JOB A:
In the essay on miracles and consciousness, which two things does the quoted passage say cannot be reduced to matter and energy?
JOB B:
Write the next part of the essay on miracles and consciousness, picking up after its final sentence.

PROVIDED TEXT:
########

Henke 2022hL

No Need to Invoke an Imaginary Devil to Explain Psychic Powers that Don’t Actually Exist

Kevin R. Henke

October 13, 2022

In Henke (2022b) and Henke (2022au), I stated the following:

Lundahl (2022a) also makes the following statement to me about nature and our consciousness:

“Other takeaway in CSL's [C.S. Lewis’] Miracles, you carry around yourself two very clear indications that nature is not all there is - neither reason nor morality can be reduced to matter and energy affected by each other in accordance with laws of physics and chemistry. The ‘hard problem of consciousness’ - to take it from a somewhat different angle - remains hard. We don't just need an intelligent designer who arranged our brains for optimal consciousness, we need (for purposes we take for granted, like refuting or like blaming) something other than just brain arrangements in our consciousness.”

I fully admit that I’m no expert on consciousness. Contrary to what Lundahl (2022a) and Lewis (1960, his chapter 3, etc.) indicate in this quotation, our thoughts are electrical and our brains are matter. Lewis (1960, chapter 3, etc.) questioned the ability of humans to rationally understand our surroundings through naturalism and he argued that we should seriously consider that miracles occur. However, Lewis (1960) had the burden of evidence to demonstrate his claims for miracles and he failed to do so. Now, investigators are still looking for miracles at revival meetings, among psychics, at supposedly haunted houses, and elsewhere, and not finding any evidence for them.

########

Data records
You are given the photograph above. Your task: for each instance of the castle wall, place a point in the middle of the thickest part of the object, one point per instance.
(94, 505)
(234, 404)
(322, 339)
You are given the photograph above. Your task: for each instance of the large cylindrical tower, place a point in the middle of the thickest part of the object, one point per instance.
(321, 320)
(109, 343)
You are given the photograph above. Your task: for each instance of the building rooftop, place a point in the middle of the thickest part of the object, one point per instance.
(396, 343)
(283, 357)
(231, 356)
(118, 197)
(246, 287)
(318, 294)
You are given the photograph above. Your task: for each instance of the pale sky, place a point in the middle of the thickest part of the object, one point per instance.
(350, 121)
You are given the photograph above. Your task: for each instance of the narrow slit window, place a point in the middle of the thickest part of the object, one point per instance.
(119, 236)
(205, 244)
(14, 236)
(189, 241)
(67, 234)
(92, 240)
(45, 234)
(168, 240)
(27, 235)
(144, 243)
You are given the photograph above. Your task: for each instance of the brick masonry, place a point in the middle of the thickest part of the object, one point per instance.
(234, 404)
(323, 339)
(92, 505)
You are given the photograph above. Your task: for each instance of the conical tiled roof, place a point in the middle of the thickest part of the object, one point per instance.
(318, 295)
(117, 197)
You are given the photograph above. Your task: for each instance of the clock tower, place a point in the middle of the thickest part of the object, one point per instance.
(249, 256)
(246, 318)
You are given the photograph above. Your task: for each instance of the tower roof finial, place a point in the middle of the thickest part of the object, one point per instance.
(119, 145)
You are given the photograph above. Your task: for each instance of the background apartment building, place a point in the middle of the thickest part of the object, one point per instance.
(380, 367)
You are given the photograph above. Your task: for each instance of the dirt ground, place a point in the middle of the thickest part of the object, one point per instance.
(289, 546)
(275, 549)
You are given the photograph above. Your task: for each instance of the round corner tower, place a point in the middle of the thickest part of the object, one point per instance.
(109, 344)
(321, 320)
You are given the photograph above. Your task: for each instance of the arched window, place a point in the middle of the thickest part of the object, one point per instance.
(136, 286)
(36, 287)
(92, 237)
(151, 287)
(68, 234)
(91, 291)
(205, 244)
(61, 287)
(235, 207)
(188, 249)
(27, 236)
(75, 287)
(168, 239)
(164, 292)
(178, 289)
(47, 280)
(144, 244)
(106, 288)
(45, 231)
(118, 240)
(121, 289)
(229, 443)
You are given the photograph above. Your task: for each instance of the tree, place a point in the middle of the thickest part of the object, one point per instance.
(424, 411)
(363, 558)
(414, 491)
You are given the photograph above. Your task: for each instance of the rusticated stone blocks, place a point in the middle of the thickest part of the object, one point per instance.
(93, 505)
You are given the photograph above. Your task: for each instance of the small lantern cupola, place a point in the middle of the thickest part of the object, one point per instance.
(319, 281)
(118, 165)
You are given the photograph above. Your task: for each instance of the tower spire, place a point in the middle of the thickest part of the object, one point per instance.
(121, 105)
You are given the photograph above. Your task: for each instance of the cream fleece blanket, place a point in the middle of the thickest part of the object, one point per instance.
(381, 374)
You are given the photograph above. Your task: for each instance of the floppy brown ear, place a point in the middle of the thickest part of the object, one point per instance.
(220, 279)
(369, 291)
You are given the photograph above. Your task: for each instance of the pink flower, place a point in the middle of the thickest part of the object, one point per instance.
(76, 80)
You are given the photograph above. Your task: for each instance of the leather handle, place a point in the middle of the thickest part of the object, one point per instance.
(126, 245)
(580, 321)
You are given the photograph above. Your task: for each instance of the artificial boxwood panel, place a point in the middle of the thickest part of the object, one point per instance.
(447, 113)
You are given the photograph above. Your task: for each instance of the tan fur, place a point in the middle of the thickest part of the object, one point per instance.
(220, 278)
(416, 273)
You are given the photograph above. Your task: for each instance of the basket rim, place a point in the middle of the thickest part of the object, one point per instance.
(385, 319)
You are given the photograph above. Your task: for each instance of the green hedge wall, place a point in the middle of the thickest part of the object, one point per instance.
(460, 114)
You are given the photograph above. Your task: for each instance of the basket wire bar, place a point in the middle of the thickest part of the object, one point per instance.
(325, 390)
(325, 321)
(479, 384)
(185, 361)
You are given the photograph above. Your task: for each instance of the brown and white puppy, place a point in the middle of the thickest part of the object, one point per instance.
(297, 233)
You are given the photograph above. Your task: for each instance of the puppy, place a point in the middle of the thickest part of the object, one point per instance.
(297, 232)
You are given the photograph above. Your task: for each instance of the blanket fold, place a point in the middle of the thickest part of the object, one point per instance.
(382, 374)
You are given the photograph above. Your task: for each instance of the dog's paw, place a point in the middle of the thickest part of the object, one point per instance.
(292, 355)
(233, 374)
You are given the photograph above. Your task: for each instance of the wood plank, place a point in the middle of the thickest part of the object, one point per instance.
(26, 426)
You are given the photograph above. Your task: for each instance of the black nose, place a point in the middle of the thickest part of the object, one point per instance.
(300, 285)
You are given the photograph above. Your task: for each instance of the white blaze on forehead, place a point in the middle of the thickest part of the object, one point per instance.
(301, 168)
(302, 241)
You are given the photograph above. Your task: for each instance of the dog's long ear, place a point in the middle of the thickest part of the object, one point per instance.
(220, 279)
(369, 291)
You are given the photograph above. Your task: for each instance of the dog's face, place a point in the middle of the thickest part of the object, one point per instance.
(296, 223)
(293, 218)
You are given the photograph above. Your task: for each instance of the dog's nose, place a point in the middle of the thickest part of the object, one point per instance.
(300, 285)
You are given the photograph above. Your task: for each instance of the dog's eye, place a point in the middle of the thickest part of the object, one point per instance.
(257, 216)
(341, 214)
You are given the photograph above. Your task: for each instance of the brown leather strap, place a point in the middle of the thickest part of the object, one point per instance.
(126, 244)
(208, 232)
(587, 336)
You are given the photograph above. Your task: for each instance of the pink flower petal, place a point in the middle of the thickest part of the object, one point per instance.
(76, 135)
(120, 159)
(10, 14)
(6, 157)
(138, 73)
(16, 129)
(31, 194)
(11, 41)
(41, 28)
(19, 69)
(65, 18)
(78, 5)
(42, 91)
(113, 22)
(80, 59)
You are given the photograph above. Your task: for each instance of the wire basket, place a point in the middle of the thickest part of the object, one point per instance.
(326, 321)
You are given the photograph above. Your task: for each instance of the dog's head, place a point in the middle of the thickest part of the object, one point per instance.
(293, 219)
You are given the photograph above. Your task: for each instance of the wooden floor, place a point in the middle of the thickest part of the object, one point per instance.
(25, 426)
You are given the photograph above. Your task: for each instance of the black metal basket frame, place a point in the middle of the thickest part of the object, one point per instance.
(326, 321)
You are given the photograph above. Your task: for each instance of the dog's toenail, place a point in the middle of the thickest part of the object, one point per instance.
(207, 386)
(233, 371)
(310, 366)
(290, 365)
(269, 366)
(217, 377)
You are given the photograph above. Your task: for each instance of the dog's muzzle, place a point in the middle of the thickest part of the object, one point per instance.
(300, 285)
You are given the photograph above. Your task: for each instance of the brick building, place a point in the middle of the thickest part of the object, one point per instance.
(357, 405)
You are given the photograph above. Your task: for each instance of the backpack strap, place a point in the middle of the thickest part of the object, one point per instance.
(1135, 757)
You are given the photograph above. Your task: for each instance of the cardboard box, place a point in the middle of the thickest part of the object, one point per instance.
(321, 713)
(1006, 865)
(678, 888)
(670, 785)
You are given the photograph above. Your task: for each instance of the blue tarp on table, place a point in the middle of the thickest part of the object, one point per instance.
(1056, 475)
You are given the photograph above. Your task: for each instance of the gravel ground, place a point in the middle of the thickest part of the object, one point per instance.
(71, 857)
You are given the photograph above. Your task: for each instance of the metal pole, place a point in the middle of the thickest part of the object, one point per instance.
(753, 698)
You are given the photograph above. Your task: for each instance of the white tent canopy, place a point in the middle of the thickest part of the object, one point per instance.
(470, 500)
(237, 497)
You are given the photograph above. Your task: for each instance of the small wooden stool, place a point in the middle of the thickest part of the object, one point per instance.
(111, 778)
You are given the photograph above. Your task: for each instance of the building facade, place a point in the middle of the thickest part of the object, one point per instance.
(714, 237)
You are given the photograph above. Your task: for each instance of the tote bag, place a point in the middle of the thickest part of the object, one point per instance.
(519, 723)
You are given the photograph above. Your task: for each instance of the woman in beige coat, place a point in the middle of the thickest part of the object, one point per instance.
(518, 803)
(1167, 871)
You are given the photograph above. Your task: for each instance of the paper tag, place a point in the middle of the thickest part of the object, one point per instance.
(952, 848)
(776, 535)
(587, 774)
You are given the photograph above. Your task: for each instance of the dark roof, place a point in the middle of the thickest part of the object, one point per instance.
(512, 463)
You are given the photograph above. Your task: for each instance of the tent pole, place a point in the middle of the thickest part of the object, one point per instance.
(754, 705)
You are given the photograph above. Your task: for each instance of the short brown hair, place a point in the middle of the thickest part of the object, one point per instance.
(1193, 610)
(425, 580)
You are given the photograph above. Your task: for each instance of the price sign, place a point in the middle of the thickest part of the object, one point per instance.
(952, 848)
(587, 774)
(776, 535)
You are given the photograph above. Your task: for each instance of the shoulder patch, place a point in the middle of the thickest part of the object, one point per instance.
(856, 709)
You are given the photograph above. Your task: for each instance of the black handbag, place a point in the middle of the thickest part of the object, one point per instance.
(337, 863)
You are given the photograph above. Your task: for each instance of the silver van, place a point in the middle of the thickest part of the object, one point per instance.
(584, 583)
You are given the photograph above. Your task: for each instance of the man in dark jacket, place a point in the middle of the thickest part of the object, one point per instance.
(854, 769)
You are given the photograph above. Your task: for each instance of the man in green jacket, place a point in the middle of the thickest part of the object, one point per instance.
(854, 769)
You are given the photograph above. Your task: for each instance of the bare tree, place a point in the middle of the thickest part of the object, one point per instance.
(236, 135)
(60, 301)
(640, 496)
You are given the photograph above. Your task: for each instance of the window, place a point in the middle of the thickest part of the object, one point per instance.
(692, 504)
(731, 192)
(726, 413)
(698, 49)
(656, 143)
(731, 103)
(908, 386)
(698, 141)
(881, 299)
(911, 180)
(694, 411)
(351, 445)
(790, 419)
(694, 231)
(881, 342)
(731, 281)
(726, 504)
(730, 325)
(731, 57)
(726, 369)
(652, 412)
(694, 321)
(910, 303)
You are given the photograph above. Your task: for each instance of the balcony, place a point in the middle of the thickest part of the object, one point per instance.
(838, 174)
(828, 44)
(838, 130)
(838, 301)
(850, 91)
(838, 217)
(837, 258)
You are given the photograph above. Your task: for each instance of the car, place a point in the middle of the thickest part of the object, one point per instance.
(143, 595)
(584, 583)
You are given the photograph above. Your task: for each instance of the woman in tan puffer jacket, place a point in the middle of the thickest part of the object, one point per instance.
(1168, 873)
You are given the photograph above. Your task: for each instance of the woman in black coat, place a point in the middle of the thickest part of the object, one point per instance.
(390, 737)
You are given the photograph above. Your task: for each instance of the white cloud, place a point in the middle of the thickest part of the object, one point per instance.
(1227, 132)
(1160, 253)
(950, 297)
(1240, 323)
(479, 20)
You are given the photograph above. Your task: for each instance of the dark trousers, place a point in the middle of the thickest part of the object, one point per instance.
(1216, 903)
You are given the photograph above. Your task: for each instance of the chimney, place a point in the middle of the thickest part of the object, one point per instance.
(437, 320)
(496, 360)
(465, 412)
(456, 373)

########

RESULT A:
Reason and morality.

RESULT B:
Who we are, including our reason and moral values, arise from interactions between our brains and our surroundings. We observe, test and confirm with the help of others our conclusions about events in nature. Our brains, thoughts and surroundings are all ultimately controlled by the laws of chemistry and physics. That is, we can imagine what it would be like to be able to magically levitate objects only using our thoughts, but the laws of chemistry and physics don’t actually allow us to do it. Nevertheless, there is a danger that when we recognize that our brains are nothing but matter and energy that we might be tempted to trivialize this electrical activity and think that it has no serious consequences. That is, considering how much damage the electrical activity in Putin’s brain is doing to millions of people in the Ukraine, we cannot underestimate the power of a single human brain to manipulate other humans and weapons in his/her environment. This is why millions of people hope that Putin’s brain soon ceases to function and that more rational and empathetic brains will replace him.

Our morals and reasoning abilities arise in response to our surroundings, including how we interact with other humans. By getting confirmation from our fellow humans and doing experimental testing, we can make reliable discoveries about our environment. We can send spacecraft to Moon, understand why severe earthquakes occur in certain areas and not others, and we understand what causes influenza, etc. The supernatural is not needed to explain these discoveries. Because of the power of the human brain and our ability to adequately understand what’s going on in our surroundings, we can have a huge impact on our surroundings. Unfortunately, humans can also do extensive damage to our environment.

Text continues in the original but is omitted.